• **Labeled area outline records**:

● ● ● ● ● ● ●

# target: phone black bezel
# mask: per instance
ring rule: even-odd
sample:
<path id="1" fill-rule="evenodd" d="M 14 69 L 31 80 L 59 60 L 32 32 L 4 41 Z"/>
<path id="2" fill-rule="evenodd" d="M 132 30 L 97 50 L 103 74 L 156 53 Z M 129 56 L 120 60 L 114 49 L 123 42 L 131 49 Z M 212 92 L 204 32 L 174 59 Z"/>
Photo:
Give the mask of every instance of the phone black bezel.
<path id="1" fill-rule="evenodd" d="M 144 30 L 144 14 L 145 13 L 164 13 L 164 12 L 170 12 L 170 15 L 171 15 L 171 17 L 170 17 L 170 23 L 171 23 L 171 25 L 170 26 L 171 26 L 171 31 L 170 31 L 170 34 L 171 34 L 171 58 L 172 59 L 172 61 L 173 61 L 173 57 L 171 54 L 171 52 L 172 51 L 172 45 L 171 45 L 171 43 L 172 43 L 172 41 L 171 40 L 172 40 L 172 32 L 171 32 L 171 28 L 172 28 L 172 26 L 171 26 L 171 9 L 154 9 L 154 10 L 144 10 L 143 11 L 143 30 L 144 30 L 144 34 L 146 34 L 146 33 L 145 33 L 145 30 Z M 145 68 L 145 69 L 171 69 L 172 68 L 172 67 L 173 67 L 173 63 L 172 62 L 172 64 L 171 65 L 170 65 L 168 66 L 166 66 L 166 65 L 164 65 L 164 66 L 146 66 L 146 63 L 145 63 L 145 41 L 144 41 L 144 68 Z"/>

● ● ● ● ● ● ●

• **Work to do**: Print all of the records above line for line, with no changes.

• **Answer to this problem**:
# target: phone black bezel
# mask: per instance
ring rule: even-odd
sample:
<path id="1" fill-rule="evenodd" d="M 14 69 L 31 80 L 59 60 L 32 32 L 4 41 Z"/>
<path id="2" fill-rule="evenodd" d="M 132 30 L 97 50 L 103 74 L 156 53 Z M 129 56 L 120 60 L 114 49 L 123 42 L 131 49 Z M 212 92 L 204 32 L 174 59 Z"/>
Photo:
Give the mask of every instance of the phone black bezel.
<path id="1" fill-rule="evenodd" d="M 144 30 L 144 14 L 145 13 L 164 13 L 164 12 L 170 12 L 170 15 L 171 15 L 171 17 L 170 17 L 170 23 L 171 23 L 171 25 L 170 26 L 171 26 L 171 31 L 170 31 L 170 34 L 171 34 L 171 58 L 172 59 L 172 61 L 173 61 L 173 57 L 171 54 L 171 52 L 172 51 L 172 45 L 171 45 L 171 43 L 172 43 L 172 41 L 171 40 L 172 40 L 172 32 L 171 32 L 171 28 L 172 28 L 172 26 L 171 26 L 171 9 L 154 9 L 154 10 L 144 10 L 143 11 L 143 30 L 144 30 L 144 34 L 146 34 L 146 33 L 145 33 L 145 30 Z M 145 68 L 145 69 L 171 69 L 172 68 L 172 67 L 173 67 L 173 63 L 172 62 L 172 64 L 171 65 L 170 65 L 168 66 L 166 66 L 166 65 L 164 65 L 164 66 L 146 66 L 146 63 L 145 63 L 145 41 L 144 41 L 144 68 Z"/>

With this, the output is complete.